### Extracted text:
-*-*-

If you ask me what might the problem here then I’d venture to state it’s not necessarily an issue with technology, nor with business processes, but mostly with people. And more than people with our very own mindset and behaviours. Right at the core of any issues and challenges you may be facing at work with different change initiatives they are bound to be around people’s mindset, including your very own, as well as their own behaviours and business practices. Help shape, fix those accordingly, always under the premise you can’t change people per se, but provide the necessary conditions for them to figure out if they would want to change (or not) and you are off to defining what the present of work may well be like in preparation of the future, whatever that may well be.

Euan already hints what it may look like when he writes ‘Work is more about attitude of mind than place. Most of us can do it anywhere’, as he points out how we are not going to have a single barrier from either a technology or business processes points of view. On the contrary, it’s our very own mindset alone the one that’s stopping us, as we are still pretty much behaving and thinking in terms of the scarcity and constraints of the XX century as an opportunity of survival, when we should shift gears into the abundance of the XXI century. Based on what?, you may be wondering… Well, based on what is our new oil: knowledge, our collective knowledge.

-*-*-

### Instructions for the task:
Transcribe the passage on mindset and workplace change word for word, from "Euan already hints" to "our collective knowledge.".

### Information provided:

-*-*-

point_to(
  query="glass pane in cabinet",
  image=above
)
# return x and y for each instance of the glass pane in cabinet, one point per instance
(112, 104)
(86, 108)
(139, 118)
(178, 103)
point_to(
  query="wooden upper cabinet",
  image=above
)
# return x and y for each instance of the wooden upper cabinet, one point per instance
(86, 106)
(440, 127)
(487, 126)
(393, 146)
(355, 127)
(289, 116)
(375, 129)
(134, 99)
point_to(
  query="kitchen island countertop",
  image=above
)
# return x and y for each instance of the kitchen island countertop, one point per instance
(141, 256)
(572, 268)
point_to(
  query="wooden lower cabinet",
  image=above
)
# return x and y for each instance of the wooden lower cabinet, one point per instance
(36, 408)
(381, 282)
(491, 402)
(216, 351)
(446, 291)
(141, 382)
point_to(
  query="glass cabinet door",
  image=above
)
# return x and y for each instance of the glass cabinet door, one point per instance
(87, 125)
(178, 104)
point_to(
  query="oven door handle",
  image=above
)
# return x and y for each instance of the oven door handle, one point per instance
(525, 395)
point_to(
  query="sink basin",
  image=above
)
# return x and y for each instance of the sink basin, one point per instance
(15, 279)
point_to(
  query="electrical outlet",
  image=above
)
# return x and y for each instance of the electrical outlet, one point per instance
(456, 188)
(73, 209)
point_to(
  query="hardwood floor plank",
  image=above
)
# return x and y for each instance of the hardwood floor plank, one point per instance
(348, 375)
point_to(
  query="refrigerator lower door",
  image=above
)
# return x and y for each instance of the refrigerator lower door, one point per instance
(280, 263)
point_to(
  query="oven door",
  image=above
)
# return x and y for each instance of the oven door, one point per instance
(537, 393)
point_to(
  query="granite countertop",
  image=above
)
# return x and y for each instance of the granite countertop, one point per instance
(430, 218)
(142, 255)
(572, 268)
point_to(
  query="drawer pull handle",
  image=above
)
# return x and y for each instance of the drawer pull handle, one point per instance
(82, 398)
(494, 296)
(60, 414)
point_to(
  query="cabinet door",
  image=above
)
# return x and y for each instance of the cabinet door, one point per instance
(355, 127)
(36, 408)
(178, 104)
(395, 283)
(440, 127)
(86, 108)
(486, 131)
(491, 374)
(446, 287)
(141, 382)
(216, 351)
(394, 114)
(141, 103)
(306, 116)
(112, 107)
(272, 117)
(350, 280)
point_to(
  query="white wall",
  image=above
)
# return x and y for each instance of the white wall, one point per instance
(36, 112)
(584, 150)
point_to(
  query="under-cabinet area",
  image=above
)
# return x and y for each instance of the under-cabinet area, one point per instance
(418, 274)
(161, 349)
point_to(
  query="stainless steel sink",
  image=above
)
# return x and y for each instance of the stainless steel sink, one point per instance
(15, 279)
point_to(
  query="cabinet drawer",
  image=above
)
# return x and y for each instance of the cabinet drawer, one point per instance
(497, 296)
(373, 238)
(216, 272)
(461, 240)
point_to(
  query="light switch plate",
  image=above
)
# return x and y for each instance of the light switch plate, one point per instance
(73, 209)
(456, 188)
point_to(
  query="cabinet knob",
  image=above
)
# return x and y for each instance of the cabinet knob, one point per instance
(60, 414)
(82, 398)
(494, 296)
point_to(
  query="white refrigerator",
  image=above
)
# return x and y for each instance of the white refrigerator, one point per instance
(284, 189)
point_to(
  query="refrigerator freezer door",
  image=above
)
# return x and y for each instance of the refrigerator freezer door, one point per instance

-*-*-

### Full response:
Euan already hints what it may look like when he writes ‘Work is more about attitude of mind than place. Most of us can do it anywhere’, as he points out how we are not going to have a single barrier from either a technology or business processes points of view. On the contrary, it’s our very own mindset alone the one that’s stopping us, as we are still pretty much behaving and thinking in terms of the scarcity and constraints of the XX century as an opportunity of survival, when we should shift gears into the abundance of the XXI century. Based on what?, you may be wondering… Well, based on what is our new oil: knowledge, our collective knowledge.